*** RECORDS TO PROCESS ***

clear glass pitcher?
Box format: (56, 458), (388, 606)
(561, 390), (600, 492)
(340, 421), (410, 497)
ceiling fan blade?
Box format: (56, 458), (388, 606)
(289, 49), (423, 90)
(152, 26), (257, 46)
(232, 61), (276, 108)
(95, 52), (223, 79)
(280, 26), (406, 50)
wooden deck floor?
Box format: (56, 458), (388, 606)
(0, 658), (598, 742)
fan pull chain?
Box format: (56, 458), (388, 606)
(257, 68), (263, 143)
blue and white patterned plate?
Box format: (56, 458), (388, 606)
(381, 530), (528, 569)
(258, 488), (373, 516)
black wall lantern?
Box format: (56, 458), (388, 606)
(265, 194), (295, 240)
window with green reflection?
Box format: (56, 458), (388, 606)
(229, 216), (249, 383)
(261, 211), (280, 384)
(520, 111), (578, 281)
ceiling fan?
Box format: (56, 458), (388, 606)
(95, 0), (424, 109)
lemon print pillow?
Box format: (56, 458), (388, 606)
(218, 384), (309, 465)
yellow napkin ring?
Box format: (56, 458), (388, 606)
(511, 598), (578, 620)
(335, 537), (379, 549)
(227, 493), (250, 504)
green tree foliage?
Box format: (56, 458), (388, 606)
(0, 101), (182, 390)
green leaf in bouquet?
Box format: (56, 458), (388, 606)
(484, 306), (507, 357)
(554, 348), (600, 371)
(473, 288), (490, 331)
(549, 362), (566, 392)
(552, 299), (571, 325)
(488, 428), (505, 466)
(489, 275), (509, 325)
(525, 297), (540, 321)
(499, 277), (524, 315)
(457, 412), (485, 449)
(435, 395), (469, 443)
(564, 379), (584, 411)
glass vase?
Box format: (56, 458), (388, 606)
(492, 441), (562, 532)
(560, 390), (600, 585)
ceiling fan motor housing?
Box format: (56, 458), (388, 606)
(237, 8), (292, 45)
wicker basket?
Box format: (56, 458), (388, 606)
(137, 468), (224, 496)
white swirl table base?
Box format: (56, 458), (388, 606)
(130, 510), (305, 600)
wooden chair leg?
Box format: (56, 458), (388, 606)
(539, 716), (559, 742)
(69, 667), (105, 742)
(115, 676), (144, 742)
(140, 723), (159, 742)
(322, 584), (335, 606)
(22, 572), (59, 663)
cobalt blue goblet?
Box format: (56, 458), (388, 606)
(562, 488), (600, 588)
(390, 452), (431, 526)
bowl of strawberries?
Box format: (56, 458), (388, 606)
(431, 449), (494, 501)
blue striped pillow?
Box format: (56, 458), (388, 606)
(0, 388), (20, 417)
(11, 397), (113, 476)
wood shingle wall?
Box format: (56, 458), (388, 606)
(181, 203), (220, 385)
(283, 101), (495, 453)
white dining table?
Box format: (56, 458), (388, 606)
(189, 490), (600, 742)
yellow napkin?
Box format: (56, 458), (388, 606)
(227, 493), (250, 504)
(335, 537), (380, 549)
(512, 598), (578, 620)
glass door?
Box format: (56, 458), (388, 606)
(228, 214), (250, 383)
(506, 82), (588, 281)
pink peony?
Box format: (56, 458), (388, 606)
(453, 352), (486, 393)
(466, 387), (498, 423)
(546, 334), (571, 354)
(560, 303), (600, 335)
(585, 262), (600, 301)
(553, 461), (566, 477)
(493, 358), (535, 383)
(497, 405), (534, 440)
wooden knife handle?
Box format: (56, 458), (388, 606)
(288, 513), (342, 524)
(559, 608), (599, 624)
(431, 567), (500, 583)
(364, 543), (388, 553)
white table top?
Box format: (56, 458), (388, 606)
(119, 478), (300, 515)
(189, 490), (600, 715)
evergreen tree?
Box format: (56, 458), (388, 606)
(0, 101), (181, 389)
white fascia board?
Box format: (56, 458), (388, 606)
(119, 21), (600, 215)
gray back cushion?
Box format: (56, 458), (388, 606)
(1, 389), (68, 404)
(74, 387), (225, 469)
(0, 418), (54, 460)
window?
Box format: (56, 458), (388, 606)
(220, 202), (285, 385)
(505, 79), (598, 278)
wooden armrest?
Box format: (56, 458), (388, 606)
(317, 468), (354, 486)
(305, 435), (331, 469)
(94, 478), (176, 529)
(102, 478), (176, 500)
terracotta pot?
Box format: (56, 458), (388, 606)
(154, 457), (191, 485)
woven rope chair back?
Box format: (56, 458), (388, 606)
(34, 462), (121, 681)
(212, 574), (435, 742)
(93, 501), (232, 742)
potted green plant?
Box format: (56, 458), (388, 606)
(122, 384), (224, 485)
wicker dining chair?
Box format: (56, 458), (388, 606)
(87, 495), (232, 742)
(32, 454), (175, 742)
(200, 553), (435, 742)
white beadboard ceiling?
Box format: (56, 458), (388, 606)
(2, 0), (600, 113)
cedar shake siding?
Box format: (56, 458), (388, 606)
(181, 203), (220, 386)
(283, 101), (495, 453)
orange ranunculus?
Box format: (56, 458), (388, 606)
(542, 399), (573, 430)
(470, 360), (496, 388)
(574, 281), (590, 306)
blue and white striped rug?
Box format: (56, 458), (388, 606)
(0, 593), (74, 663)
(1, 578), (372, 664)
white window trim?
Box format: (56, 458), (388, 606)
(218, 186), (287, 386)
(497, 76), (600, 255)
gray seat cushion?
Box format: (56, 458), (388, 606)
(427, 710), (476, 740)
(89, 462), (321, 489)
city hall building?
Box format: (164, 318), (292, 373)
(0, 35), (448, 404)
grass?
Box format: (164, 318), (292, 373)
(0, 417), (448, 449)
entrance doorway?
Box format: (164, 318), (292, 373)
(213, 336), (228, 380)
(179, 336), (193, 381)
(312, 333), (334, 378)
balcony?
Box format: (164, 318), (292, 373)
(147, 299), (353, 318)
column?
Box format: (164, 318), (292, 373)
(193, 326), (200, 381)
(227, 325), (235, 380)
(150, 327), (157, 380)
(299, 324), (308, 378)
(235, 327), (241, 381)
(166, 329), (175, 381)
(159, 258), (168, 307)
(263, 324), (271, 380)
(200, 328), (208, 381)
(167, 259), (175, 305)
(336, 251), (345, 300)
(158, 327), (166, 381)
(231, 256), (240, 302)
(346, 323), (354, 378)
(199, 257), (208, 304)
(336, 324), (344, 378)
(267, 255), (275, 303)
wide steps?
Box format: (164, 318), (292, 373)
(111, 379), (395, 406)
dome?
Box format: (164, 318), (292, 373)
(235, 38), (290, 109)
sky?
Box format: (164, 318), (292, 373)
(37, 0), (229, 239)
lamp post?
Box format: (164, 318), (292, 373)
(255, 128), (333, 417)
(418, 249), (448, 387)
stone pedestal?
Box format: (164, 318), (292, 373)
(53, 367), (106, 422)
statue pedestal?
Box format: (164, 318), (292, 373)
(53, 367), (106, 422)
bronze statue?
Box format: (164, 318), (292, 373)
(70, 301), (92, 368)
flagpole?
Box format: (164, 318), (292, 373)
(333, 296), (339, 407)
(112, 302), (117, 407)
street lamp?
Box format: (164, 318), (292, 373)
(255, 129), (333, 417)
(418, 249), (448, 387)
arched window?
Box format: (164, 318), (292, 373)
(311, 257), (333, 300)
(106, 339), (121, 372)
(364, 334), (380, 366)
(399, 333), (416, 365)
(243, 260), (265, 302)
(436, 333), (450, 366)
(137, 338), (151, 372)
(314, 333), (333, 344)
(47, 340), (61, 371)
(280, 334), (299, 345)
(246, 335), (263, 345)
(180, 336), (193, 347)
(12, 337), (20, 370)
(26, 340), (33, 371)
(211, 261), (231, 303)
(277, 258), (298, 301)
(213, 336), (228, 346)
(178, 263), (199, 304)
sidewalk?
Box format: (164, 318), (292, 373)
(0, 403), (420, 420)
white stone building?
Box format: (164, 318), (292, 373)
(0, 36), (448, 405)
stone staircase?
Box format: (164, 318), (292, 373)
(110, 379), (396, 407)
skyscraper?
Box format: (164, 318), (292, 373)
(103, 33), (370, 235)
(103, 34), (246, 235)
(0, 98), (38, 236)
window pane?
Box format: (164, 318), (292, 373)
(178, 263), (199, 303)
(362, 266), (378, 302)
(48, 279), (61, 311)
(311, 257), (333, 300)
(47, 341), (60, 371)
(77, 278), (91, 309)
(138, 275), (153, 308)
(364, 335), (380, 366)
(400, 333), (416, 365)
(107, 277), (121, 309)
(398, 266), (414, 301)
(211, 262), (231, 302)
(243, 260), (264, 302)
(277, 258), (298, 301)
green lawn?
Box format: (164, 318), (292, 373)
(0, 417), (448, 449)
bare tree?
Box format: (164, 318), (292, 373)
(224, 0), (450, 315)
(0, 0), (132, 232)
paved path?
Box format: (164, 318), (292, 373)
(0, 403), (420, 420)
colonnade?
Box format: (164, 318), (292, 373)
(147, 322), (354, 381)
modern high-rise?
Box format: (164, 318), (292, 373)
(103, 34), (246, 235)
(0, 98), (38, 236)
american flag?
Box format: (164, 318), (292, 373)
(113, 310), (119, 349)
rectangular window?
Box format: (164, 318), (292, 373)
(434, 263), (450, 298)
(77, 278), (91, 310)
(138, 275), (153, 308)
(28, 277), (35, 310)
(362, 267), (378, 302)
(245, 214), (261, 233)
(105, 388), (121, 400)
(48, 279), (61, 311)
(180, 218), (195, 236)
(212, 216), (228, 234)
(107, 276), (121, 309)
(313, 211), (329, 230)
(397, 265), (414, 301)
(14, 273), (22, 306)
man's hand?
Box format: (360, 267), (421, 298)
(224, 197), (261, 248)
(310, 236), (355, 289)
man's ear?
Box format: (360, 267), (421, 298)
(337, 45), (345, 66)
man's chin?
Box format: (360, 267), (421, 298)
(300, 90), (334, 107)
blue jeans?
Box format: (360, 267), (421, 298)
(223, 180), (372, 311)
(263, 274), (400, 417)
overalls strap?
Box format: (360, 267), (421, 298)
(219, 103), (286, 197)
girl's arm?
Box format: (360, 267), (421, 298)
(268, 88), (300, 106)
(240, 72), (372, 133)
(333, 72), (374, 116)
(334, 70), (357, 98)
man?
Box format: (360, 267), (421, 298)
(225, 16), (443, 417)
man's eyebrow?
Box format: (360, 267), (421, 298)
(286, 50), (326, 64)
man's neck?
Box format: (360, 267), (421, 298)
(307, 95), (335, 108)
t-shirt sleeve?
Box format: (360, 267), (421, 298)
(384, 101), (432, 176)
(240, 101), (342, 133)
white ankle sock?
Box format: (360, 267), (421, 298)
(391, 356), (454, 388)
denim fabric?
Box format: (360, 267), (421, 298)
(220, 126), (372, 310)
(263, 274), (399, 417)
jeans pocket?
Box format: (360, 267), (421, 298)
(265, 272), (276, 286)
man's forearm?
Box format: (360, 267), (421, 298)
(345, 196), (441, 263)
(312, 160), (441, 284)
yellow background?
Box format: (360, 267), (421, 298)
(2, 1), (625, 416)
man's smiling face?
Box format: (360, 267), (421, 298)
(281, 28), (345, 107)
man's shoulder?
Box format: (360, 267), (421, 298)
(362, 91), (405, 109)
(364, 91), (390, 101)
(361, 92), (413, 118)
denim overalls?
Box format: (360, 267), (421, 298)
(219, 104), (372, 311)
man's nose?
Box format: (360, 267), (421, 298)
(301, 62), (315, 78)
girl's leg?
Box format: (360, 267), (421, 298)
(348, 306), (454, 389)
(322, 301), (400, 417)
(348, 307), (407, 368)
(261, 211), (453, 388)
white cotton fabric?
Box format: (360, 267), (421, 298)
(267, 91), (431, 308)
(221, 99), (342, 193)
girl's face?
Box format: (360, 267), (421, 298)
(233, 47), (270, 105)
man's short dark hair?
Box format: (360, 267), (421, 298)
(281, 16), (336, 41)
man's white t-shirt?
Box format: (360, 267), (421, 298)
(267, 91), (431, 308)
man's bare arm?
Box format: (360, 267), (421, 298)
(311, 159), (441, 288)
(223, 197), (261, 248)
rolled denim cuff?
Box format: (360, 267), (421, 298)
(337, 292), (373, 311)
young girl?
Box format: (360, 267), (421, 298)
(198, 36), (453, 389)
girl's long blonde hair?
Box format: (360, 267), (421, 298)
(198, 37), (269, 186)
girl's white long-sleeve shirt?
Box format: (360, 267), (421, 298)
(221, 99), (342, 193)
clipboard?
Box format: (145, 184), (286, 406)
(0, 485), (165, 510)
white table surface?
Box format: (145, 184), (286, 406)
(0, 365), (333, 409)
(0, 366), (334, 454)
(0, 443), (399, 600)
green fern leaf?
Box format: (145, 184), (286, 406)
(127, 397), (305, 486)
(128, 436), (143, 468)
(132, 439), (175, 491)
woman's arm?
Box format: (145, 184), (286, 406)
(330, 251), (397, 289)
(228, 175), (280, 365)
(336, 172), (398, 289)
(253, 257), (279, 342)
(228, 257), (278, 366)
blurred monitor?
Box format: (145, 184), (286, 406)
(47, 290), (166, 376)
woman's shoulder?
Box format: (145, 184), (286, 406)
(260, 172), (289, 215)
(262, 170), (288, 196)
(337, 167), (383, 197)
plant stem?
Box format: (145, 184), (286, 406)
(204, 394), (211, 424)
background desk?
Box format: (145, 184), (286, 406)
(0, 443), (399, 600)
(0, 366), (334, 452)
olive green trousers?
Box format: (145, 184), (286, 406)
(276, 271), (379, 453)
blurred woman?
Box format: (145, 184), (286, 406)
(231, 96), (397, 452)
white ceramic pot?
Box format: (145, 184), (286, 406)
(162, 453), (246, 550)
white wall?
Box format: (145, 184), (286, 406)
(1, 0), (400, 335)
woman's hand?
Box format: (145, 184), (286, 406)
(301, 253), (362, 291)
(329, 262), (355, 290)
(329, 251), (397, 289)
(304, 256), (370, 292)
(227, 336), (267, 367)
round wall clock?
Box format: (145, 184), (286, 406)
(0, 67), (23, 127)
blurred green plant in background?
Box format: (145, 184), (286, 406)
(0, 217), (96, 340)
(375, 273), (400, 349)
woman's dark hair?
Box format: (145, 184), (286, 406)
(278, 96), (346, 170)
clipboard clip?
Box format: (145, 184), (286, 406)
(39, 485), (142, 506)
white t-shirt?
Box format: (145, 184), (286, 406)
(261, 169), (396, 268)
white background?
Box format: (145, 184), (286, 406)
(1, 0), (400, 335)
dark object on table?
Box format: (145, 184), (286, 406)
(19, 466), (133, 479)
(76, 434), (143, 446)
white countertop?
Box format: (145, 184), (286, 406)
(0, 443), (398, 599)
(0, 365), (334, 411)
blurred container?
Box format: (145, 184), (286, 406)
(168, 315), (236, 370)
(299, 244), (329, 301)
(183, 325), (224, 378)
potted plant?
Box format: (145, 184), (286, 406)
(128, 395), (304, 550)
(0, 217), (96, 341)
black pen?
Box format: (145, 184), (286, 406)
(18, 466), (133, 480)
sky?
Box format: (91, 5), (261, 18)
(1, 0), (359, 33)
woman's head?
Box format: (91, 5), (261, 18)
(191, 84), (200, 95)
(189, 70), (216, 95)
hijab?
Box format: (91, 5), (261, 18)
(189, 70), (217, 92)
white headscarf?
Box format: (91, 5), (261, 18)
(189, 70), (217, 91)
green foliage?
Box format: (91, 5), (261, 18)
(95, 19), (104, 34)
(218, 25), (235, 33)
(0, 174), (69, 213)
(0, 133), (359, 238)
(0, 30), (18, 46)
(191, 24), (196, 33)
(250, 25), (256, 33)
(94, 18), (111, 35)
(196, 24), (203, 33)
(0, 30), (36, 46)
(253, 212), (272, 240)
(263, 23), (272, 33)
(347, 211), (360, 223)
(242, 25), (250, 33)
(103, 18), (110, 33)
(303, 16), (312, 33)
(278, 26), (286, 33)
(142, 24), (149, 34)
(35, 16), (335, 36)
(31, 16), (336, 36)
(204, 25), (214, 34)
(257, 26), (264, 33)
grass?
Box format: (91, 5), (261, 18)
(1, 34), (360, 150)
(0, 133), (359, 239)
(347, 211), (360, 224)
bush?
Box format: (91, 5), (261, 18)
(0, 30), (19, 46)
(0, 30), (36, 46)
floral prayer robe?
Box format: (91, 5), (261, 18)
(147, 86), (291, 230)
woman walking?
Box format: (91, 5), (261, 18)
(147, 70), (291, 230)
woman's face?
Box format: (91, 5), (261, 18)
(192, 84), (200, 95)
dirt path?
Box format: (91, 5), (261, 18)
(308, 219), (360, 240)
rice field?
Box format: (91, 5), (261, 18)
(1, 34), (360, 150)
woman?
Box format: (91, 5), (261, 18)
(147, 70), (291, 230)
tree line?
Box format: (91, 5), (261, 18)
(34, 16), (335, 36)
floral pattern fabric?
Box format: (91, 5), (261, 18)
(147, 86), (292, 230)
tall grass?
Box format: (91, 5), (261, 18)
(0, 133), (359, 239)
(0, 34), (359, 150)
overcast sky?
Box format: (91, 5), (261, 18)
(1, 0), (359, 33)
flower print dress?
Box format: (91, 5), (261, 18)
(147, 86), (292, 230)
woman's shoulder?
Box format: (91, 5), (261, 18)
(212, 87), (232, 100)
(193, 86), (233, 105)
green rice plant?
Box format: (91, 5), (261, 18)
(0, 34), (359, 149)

*** End of RECORDS TO PROCESS ***

Please print the lines from the start of the records up to and including the line with "wooden deck floor?", copying each one exactly and leaving out the rest.

ANSWER TO THE EXERCISE –
clear glass pitcher?
Box format: (56, 458), (388, 606)
(561, 390), (600, 492)
(340, 421), (410, 497)
ceiling fan blade?
Box format: (56, 458), (388, 606)
(289, 49), (423, 90)
(152, 26), (257, 46)
(232, 61), (276, 108)
(95, 52), (223, 79)
(280, 26), (406, 50)
wooden deck floor?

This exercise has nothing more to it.